• Provided data:
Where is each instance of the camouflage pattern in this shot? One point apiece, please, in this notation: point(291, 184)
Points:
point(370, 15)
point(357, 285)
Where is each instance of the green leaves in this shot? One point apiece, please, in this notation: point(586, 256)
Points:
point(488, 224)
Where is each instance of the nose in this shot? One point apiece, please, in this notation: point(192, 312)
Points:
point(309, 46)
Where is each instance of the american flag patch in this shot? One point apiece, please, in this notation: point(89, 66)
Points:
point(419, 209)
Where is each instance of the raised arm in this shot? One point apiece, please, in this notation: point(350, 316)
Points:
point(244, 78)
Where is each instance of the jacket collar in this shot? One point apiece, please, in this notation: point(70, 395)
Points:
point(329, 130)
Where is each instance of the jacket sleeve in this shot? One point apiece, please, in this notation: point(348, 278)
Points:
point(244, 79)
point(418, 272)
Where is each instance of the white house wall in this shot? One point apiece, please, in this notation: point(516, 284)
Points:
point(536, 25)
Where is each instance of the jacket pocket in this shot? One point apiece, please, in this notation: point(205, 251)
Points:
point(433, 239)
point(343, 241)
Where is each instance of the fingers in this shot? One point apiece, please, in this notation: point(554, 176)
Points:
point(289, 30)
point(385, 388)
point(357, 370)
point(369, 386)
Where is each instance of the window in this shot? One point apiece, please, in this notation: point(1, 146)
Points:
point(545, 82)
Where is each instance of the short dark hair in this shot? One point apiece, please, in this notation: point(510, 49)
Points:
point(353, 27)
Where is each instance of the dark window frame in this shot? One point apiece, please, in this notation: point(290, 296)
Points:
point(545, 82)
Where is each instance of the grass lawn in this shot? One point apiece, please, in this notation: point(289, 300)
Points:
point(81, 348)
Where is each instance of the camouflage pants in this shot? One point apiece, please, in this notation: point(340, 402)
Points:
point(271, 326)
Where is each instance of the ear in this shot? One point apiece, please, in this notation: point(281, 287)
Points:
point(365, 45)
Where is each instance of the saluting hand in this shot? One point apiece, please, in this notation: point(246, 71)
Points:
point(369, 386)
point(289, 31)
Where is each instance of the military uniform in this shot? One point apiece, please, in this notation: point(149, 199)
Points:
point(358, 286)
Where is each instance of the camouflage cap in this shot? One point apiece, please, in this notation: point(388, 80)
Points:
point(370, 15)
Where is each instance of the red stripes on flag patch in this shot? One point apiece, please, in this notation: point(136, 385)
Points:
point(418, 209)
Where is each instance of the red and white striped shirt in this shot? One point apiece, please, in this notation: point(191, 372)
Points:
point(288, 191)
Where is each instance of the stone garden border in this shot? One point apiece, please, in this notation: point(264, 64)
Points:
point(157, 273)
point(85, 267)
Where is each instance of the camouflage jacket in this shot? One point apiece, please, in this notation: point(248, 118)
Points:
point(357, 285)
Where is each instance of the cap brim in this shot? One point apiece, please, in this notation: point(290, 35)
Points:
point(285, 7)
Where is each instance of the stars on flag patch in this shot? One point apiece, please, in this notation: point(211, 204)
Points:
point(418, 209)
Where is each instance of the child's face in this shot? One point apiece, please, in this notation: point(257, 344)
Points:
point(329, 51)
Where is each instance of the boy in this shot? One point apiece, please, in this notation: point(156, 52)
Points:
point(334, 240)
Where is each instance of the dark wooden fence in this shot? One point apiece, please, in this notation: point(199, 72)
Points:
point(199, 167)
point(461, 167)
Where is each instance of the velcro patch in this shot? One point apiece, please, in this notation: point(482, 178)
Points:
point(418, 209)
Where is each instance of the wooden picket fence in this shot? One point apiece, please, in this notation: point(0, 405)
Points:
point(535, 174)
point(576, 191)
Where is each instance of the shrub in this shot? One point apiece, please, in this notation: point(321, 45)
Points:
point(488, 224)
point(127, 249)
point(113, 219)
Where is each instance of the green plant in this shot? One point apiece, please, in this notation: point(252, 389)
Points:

• Objective: Can you rewrite the whole listing above as a numbered list, with any blank lines left out?

• Solution for this exercise:
1. Where is each instance of the camouflage pattern in this shot? One point apiece, please, in this notation: point(291, 184)
2. Points:
3. point(370, 15)
4. point(357, 285)
5. Where is each instance of the green leaves in this shot? One point apiece, please, in this notation: point(586, 256)
6. Points:
7. point(488, 224)
8. Where is each instance of the nose in this shot? One point apiece, please, in this notation: point(192, 312)
9. Points:
10. point(309, 46)
11. Where is each instance of the american flag patch in this shot? One point apiece, please, in this notation: point(89, 66)
12. Points:
13. point(419, 209)
14. Where is each instance of the raised arm in this shot? One point apiece, please, in this notation: point(350, 316)
15. Points:
16. point(244, 78)
17. Where is each instance of the jacket collar in this shot? One point apiece, please, in this notation: point(70, 395)
18. Points:
19. point(329, 130)
20. Where is each instance of the jacket sleeve in this shot? One point apiece, please, in this notation: point(348, 278)
21. Points:
22. point(244, 79)
23. point(418, 272)
24. Where is each instance of the white house wall in this shot? One point apiece, please, in this notation: point(516, 284)
25. Points:
26. point(536, 25)
27. Where is each instance of the jacket pocket in this shot? One point apiece, please, in this notation: point(205, 251)
28. Points:
29. point(433, 239)
30. point(343, 241)
31. Where is each instance of the fingers in this shot? One point apiece, please, in this notation: point(554, 176)
32. Points:
33. point(289, 30)
34. point(385, 388)
35. point(357, 370)
36. point(369, 386)
37. Where is each instance of the window in this shot? One point apiece, please, in this notation: point(1, 146)
38. Points:
39. point(545, 82)
40. Where is each instance of the short dark hair in this shot? One point apiece, please, in this notation: point(510, 49)
41. Points:
42. point(353, 27)
43. Where is each instance of the dark window frame in this shot? One point apiece, please, in this notation: point(290, 296)
44. Points:
45. point(545, 82)
46. Where is each instance of the grass lawn in this shot? One point apiece, please, in this notation: point(289, 300)
47. Points:
48. point(81, 348)
49. Where is each instance of the camouflage pants in this shot? One point apiece, please, in this notation: point(340, 402)
50. Points:
51. point(271, 326)
52. Where is each instance of the ear in this shot? One point apiece, please, in this notation: point(281, 287)
53. Points:
54. point(365, 45)
55. Where is each instance of the saluting hand in this shot? One point apiece, please, in this notation: point(246, 71)
56. Points:
57. point(369, 386)
58. point(289, 31)
59. Where is each instance of the military uniform in this shot? One point apiece, please, in this notation: point(149, 199)
60. Points:
61. point(358, 286)
62. Where is each instance of the camouflage cap in this shot? One point apiece, please, in this notation: point(388, 80)
63. Points:
64. point(370, 15)
65. Where is each instance of the red stripes on flag patch in this shot? One point apiece, please, in this notation: point(136, 385)
66. Points:
67. point(418, 209)
68. Where is each instance of the red and white striped shirt in this shot? One point apiece, please, in this notation: point(191, 372)
69. Points:
70. point(288, 191)
71. Where is each instance of the stone garden border in this shot? One point apiece, please, in this notation: point(264, 64)
72. Points:
73. point(157, 273)
74. point(85, 267)
75. Where is each instance of the camouflage jacket in this shot? One point apiece, please, in this notation: point(248, 118)
76. Points:
77. point(357, 285)
78. Where is each instance of the cap brim in this shot? One point apiece, please, in this notation: point(290, 35)
79. Points:
80. point(285, 7)
81. Where is each instance of the stars on flag patch in this shot? One point apiece, please, in this notation: point(211, 204)
82. Points:
83. point(418, 209)
84. Where is each instance of the child's face in this shot? One point apiece, please, in this notation: point(257, 344)
85. Points:
86. point(329, 51)
87. Where is each instance of the boy in this shot? One point apiece, please, in this notation: point(156, 52)
88. Points:
89. point(334, 240)
90. Where is each instance of the dark wooden fence in this shot? One point apiece, please, in this notation: point(199, 72)
91. Points:
92. point(199, 167)
93. point(461, 167)
94. Where is each instance of the velcro patch in this shot? One point apiece, please, in this notation: point(482, 178)
95. Points:
96. point(418, 209)
97. Where is each instance of the wooden picket fence in this shot? One point apiece, please, in this notation: point(0, 405)
98. Points:
99. point(535, 174)
100. point(576, 191)
101. Where is each instance of the shrub in this shot? One point apiece, please, in this notation: point(321, 45)
102. Points:
103. point(488, 224)
104. point(127, 249)
105. point(113, 219)
106. Where is each instance of the green plant in this shot? One point apiece, please, in this notation: point(252, 389)
107. Points:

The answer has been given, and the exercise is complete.